**THE EXERCISE:** Turn every line of the rows below into a numbered list, leaving out any blank lines.

Rows from a pointing dataset
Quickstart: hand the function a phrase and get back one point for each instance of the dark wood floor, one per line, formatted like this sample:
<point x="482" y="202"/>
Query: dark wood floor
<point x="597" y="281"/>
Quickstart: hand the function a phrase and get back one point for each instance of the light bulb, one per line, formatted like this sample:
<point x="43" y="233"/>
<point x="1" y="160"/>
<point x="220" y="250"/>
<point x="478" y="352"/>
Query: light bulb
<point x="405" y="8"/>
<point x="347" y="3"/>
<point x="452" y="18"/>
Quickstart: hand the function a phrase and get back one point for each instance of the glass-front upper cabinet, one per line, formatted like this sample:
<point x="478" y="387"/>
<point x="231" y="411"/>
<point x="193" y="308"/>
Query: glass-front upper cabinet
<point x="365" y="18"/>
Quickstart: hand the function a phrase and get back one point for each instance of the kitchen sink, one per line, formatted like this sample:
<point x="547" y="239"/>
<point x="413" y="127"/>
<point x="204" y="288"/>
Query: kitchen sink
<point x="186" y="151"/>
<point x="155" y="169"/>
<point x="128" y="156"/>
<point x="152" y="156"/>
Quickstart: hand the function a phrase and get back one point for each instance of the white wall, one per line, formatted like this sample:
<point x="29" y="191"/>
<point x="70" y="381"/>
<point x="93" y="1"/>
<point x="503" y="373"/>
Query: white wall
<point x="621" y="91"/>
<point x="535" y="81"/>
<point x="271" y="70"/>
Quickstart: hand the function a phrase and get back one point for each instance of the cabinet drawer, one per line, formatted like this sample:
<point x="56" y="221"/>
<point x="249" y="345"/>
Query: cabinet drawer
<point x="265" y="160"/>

**THE RESPONSE:**
1. Quickstart: hand the function a phrase and get back one point for each instance of the dark wood floor, one per line, formatted like this sample:
2. <point x="482" y="202"/>
3. Query: dark wood floor
4. <point x="597" y="281"/>
5. Quickstart: hand the function a phrase and get back one point for each instance of the light bulb, one per line, formatted like this sample:
6. <point x="43" y="233"/>
7. <point x="1" y="160"/>
8. <point x="220" y="250"/>
9. <point x="478" y="352"/>
10. Query: light bulb
11. <point x="405" y="8"/>
12. <point x="347" y="3"/>
13. <point x="452" y="18"/>
14. Quickstart: hand the function a phrase and get back one point for each instance of the glass-front upper cabinet, one per line, formatted like this sample:
15. <point x="478" y="387"/>
16. <point x="231" y="411"/>
17. <point x="193" y="308"/>
18. Query: glass-front upper cabinet
19. <point x="365" y="18"/>
20. Quickstart: hand the function a phrase and get back one point for each instance of the kitchen sink, one per line, formatted like this sample:
21. <point x="547" y="239"/>
22. <point x="413" y="127"/>
23. <point x="204" y="288"/>
24. Query: kitchen sink
25. <point x="186" y="151"/>
26. <point x="155" y="169"/>
27. <point x="128" y="156"/>
28. <point x="152" y="156"/>
29. Quickstart: hand the function a phrase and get back one point for each instance of the white wall, one per line, formatted like this sample:
30. <point x="29" y="191"/>
31. <point x="70" y="381"/>
32. <point x="93" y="1"/>
33. <point x="503" y="373"/>
34. Query: white wall
35. <point x="621" y="91"/>
36. <point x="535" y="81"/>
37. <point x="271" y="70"/>
38. Quickstart: hand the function a phrase and get back one point for each instance of the cabinet drawer, one per line, formatted like this sample:
39. <point x="56" y="221"/>
40. <point x="249" y="345"/>
41. Query: cabinet drawer
42. <point x="265" y="160"/>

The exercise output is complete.